## GOAL OF THE EXERCISE
Reproduce the data below, switching each "lesson" to "exercise" and keeping everything else the same.

## DATASET CONTENT
»»
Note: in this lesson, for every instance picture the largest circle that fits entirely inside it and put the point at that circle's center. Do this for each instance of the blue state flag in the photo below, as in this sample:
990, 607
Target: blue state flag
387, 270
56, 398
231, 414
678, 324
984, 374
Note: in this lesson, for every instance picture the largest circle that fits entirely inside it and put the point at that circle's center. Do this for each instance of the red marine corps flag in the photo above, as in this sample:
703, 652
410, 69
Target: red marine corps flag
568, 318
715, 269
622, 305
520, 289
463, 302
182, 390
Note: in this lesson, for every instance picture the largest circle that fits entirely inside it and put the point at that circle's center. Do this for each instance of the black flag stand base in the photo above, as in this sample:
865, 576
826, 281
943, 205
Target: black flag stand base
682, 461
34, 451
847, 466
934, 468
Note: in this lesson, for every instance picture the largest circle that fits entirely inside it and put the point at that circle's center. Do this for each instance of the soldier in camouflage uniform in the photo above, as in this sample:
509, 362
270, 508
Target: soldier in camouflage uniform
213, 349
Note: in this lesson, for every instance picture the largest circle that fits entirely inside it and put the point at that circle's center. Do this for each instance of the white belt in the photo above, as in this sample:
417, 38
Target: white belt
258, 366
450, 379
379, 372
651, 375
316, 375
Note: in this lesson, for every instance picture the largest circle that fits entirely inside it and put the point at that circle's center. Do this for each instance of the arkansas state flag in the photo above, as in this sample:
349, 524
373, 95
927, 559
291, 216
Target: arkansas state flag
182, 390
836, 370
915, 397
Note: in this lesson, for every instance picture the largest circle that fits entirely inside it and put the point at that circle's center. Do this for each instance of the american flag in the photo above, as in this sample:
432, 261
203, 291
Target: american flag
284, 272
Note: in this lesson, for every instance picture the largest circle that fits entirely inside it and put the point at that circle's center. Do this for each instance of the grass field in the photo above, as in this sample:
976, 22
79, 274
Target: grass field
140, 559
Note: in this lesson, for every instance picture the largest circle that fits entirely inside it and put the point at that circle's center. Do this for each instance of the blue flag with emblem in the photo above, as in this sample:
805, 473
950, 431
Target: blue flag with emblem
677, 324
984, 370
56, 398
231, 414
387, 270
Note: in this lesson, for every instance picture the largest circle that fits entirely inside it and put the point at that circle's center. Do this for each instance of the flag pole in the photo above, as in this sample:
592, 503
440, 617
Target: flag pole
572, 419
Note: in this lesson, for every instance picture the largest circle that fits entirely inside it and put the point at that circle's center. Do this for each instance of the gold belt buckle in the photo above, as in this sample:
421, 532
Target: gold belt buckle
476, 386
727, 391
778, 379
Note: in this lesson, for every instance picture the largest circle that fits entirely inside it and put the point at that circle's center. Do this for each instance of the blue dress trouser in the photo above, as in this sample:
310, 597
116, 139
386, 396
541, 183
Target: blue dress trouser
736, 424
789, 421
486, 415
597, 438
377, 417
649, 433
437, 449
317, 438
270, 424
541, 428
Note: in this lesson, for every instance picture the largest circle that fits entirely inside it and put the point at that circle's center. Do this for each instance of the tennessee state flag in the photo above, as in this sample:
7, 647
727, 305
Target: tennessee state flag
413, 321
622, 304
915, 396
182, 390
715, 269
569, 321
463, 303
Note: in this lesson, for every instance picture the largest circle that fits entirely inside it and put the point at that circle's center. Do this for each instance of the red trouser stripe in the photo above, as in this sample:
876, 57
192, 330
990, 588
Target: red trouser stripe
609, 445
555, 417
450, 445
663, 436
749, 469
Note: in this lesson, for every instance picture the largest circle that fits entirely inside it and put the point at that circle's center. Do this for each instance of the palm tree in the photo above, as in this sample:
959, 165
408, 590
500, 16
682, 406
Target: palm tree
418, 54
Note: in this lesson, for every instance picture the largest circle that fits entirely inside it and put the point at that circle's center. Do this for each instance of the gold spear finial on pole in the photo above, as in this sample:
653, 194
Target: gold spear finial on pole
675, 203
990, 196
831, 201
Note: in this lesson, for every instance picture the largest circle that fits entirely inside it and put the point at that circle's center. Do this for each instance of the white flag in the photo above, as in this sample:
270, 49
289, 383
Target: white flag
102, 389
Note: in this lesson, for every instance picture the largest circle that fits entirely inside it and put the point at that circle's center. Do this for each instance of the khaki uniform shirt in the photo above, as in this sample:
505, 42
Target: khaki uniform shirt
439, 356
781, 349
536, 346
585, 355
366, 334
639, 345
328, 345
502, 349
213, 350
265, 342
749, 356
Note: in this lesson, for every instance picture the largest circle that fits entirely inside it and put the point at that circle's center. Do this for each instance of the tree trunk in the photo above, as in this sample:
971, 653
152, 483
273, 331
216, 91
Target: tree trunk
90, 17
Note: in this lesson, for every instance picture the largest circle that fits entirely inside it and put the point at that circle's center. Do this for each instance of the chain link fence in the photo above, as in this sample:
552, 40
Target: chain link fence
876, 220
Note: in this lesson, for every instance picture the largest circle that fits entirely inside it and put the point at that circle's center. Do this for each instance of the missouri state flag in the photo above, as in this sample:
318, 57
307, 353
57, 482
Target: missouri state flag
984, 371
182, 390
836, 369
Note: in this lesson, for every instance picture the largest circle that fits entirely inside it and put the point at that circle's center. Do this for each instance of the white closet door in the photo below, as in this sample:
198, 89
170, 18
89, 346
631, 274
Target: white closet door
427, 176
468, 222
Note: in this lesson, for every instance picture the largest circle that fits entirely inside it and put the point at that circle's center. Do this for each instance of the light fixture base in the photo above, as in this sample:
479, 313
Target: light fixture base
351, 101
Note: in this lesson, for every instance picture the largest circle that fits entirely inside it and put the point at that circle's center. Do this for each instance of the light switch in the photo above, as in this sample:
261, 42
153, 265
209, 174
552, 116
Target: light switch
««
## RESPONSE
Note: in this exercise, for every instance picture the largest circle that fits entirely inside it and put the point at that circle's center. Do this for each instance of the blue state flag in the photo below, as in this sample:
990, 607
Target: blue state flag
387, 270
56, 398
231, 414
678, 324
984, 374
Note: in this exercise, for every instance picture the largest circle that fits entirely inside it and put the point at that circle's center. Do this for each instance of the red marine corps flag in the photo above, as in this sample:
703, 652
410, 69
Target: red marine corps flag
568, 318
715, 269
622, 305
520, 289
463, 302
182, 390
Note: in this exercise, for every instance picture the largest circle that fits entirely inside it and put the point at that circle's center. Do this for each instance of the black flag stand base in the photo above, as in this sample:
865, 576
826, 281
943, 205
Target: black flag stand base
682, 461
34, 451
847, 466
934, 468
Note: in this exercise, for every instance picture the largest circle that fits entirely inside it and put the point at that circle's center. Do this for each instance of the soldier in camouflage uniform in the photo above, as in this sample:
509, 362
270, 508
Target: soldier in camouflage uniform
213, 349
Note: in this exercise, for every instance picture the largest circle that fits entirely inside it and put the point at that circle's center. Do this for each instance of the white belt in the photo above, as in this sample:
417, 38
Target: white belt
258, 366
450, 379
379, 372
651, 375
316, 375
Note: in this exercise, for every instance picture the largest circle that fits entirely inside it and put the point at that circle's center. Do this for each instance of the arkansas state flag in the photo above, as in this sample:
349, 524
373, 95
927, 559
291, 216
Target: arkansas state flag
182, 390
836, 370
915, 397
Note: in this exercise, for every instance picture the largest circle that fits entirely inside it and put the point at that circle's center. Do this for each instance of the american flag in the photo above, as in this sample:
432, 261
203, 291
Target: american flag
284, 272
Note: in this exercise, for every instance picture the largest circle that fits entirely inside it and put the point at that circle's center. Do this for each instance of the grass field in the photo above, as in this sample:
976, 22
79, 274
Target: grass field
140, 559
Note: in this exercise, for every instance picture the largest circle that fits entirely inside it and put the point at that circle's center. Do this for each instance of the blue flag with emblem in the photo above, as in this sample:
805, 473
950, 431
Target: blue flag with emblem
677, 324
984, 370
56, 398
231, 414
387, 270
Note: in this exercise, for every instance picture the largest circle that fits entirely inside it and put the point at that circle's center. Do this for each instance of the flag pole in the photo above, as in this sample:
592, 503
440, 617
Target: flag pole
572, 419
Note: in this exercise, for every instance picture the largest circle that fits entirely inside it and put the point at that circle's center. Do this for each instance of the gold belt buckle in the photo above, as in this sample:
421, 532
Target: gold belt buckle
476, 386
727, 391
778, 379
Note: in this exercise, for every instance picture the largest circle that fits entirely inside it and put the point at that circle's center. Do this for each instance of the blue dress trouser in the photo above, as in this sample:
310, 597
116, 139
386, 396
541, 183
Target: blue dress trouser
736, 424
789, 421
486, 415
597, 438
377, 417
649, 433
437, 449
317, 438
270, 424
541, 428
Note: in this exercise, for every instance picture the largest circle that fits entirely inside it and put the point at that circle's center. Do this for each instance of the tennessee state flag in the photo above, as in this sample:
7, 647
727, 305
Target: tennessee state flag
413, 321
622, 304
915, 396
182, 390
715, 269
569, 321
463, 303
Note: in this exercise, for every instance picture the largest circle that fits entirely inside it and put the point at that circle's center. Do this for each instance of the red trouser stripe in the photo above, as in this sample:
876, 57
192, 330
990, 588
Target: red trouser stripe
609, 445
555, 417
450, 445
663, 436
749, 469
Note: in this exercise, for every instance picture the largest circle that fits entirely inside it and put the point at that circle's center. Do this for each instance of the palm tree in the photo above, as in this sample:
959, 165
408, 590
500, 16
682, 406
Target: palm tree
418, 54
Note: in this exercise, for every instance picture the largest circle that fits entirely inside it and put the point at that circle's center. Do this for each instance of the gold spear finial on pole in the photo above, as in this sample:
653, 194
Target: gold spear finial on pole
675, 203
990, 196
831, 201
Note: in this exercise, for every instance picture the largest circle that fits entirely inside it and put the point at that circle's center. Do this for each instance of the white flag in the photo above, as in this sample:
270, 49
289, 383
Target: white flag
102, 389
Note: in this exercise, for every instance picture the largest circle that fits entirely inside it and put the point at that circle's center. Do this for each instance of the khaki uniform shirt in the photo above, as in this sample:
505, 42
Target: khaki uniform shirt
439, 356
781, 349
536, 346
585, 355
366, 334
639, 345
328, 345
502, 349
213, 350
265, 342
749, 356
Note: in this exercise, for every instance picture the largest circle that fits entirely inside it and put the point at that circle's center. Do this for each instance of the tree trunk in the photo above, as in this sample:
971, 653
152, 483
273, 331
216, 91
Target: tree trunk
90, 17
Note: in this exercise, for every instance picture the largest circle that fits entirely inside it and put the point at that circle's center. Do this for each instance of the chain link fence in the photo above, as in this sample:
552, 40
Target: chain link fence
876, 220
Note: in this exercise, for every instance picture the largest circle that fits entirely inside it and put the point at that circle's center. Do this for each instance of the missouri state flag in the photo above, as in this sample:
318, 57
307, 353
57, 482
Target: missouri state flag
984, 371
182, 390
836, 369
Note: in this exercise, for every instance picture the largest circle that fits entirely inside it and put the point at that circle's center. Do this for each instance of the white closet door in the photo below, as in this sample:
198, 89
170, 18
89, 346
631, 274
Target: white closet door
427, 176
468, 222
Note: in this exercise, for every instance picture the largest circle that fits entirely inside it and put the point at that circle's center. Do this for each instance of the light fixture base in the photo above, as in this sample:
479, 313
Target: light fixture base
351, 101
Note: in this exercise, for every instance picture the largest circle that fits entirely inside it and put the point at that circle's center. Do this for each instance of the light switch in the photo above, as in this sample:
261, 42
153, 265
209, 174
552, 116
Target: light switch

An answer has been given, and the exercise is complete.